[Saved entries]

::::

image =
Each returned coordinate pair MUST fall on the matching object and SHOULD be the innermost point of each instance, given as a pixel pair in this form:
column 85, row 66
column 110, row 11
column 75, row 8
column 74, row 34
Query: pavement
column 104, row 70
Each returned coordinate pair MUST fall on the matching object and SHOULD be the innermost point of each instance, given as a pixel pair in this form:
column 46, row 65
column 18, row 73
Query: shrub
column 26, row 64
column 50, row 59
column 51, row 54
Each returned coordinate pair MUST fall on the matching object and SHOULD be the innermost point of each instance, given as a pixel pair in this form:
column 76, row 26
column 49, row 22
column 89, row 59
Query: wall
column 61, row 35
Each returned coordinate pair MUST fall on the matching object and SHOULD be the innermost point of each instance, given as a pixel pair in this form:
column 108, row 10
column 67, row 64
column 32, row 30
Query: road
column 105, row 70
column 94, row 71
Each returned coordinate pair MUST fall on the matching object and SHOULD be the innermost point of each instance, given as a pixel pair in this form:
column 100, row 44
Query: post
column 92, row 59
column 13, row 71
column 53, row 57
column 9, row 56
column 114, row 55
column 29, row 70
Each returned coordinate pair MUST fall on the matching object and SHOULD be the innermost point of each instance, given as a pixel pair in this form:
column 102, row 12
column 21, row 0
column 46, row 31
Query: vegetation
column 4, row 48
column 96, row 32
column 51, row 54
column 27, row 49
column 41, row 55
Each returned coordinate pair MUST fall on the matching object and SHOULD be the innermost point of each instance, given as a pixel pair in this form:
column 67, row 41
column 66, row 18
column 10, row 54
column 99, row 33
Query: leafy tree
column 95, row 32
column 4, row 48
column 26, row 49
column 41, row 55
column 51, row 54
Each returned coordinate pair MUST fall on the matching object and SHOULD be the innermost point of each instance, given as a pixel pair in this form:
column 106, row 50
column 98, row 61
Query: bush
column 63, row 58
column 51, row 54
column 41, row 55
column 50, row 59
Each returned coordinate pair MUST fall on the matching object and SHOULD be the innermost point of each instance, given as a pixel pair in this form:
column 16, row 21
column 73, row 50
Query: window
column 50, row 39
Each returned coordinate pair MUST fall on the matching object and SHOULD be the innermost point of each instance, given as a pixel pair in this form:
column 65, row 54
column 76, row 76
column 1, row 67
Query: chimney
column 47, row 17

::::

**What is expected:**
Copy exactly the line that contains "column 67, row 64" and every line after it through the end of the entries, with nothing added.

**Response:**
column 67, row 64
column 32, row 30
Query: road
column 105, row 70
column 94, row 71
Each returned coordinate pair MUST fall on the matching object and SHOULD be the innermost point of each instance, given as a pixel pair in this form:
column 100, row 44
Query: post
column 92, row 59
column 13, row 71
column 53, row 57
column 9, row 56
column 114, row 55
column 29, row 70
Each returned coordinate pair MUST fall on the matching object and SHOULD be the innermost point of each instance, given as a pixel pair in this form:
column 102, row 12
column 21, row 0
column 46, row 31
Query: vegetation
column 4, row 48
column 96, row 32
column 51, row 54
column 27, row 49
column 41, row 55
Each returned coordinate pair MUST fall on the matching object and SHOULD be the innermost point of each instance, given as a pixel pair in this form:
column 67, row 41
column 66, row 18
column 10, row 54
column 99, row 33
Query: leafy tree
column 95, row 32
column 4, row 48
column 26, row 49
column 41, row 55
column 51, row 54
Each returned coordinate pair MUST fall on the matching object and SHOULD be the innermost point of each instance, given as a pixel pair in this form:
column 106, row 50
column 98, row 61
Query: bush
column 63, row 58
column 51, row 54
column 41, row 55
column 50, row 59
Each returned coordinate pair MUST fall on the matching object and SHOULD be the innermost point of each instance, given as a pixel pair in this form:
column 16, row 21
column 73, row 50
Query: window
column 50, row 39
Each returned coordinate pair MUST fall on the matching object and SHOULD be the innermost point of each instance, given as a pixel pair in this form:
column 65, row 54
column 76, row 76
column 1, row 67
Query: chimney
column 47, row 17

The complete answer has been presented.